RECORDS SUPPLIED -
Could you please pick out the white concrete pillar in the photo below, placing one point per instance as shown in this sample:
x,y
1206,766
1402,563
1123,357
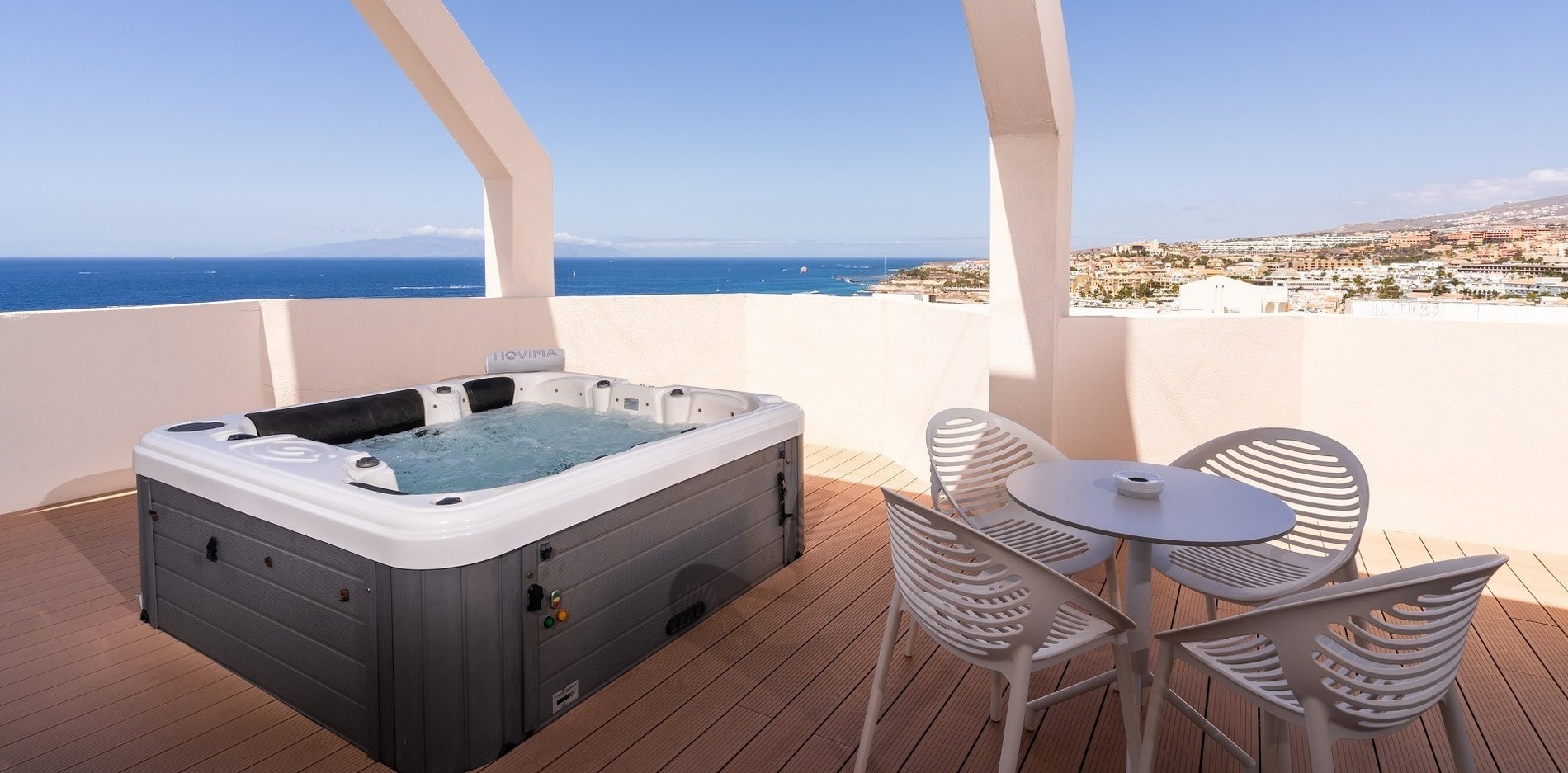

ACTION ITEM - An exact copy of every entry above is needed, minus the pictures.

EXERCISE ANSWER -
Could you please pick out the white concrete pillar in the photo below, placing one point per instance as shown in this sample:
x,y
1206,766
1402,563
1123,357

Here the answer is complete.